Extract provided:
........

My sad attempt at disguising my now very visible bump. What? You actually wanted to see it? Okay fine... |
Oh my gersh I'm huge! |
One weird pregnancy symptom that I keep having is that I choke on nothing! (Or maybe my own spit, I dunno.) Like I'll just be sitting there minding my own business and suddenly I'm choking and coughing and gasping for breath for several minutes and wondering if this will be my last experience on earth. It's happened to me quite a few times since I've been pregnant. Yesterday's episode was particularly embarrassing because it was during church. Thank goodness the class hadn't quite started yet, but I sure felt ridiculous making terrible sounds with my face red and tears welling up in my eyes. But in the end I didn't die so everything's good.
The nausea still gets pretty bad, especially in the evenings, but I think it may be starting to lessen just the tiniest bit. Maybe?? Please?!? At least I've started to be able to re-incorporate a select few of the foods from my no-fly list (still can't handle salads though, for which I feel super guilty.) I am also very, very tired lately, and sleep isn't going quite as well as it used to.

........

Dataset excerpts:
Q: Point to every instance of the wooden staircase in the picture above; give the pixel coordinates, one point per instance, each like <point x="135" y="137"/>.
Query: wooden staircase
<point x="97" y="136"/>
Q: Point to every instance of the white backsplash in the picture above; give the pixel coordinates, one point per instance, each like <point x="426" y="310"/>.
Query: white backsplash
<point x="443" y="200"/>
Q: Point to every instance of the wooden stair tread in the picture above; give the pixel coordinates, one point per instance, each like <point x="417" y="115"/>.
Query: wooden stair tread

........

Directions:
1. Rewrite the stretch of the pregnancy post from "My sad attempt" through "so everything's good.", swapping "church" for "work".
2. In the pregnancy post, when did yesterday's choking episode happen?

Your written answers:
1.
My sad attempt at disguising my now very visible bump. What? You actually wanted to see it? Okay fine... |
Oh my gersh I'm huge! |
One weird pregnancy symptom that I keep having is that I choke on nothing! (Or maybe my own spit, I dunno.) Like I'll just be sitting there minding my own business and suddenly I'm choking and coughing and gasping for breath for several minutes and wondering if this will be my last experience on earth. It's happened to me quite a few times since I've been pregnant. Yesterday's episode was particularly embarrassing because it was during work. Thank goodness the class hadn't quite started yet, but I sure felt ridiculous making terrible sounds with my face red and tears welling up in my eyes. But in the end I didn't die so everything's good.

2. It happened during church.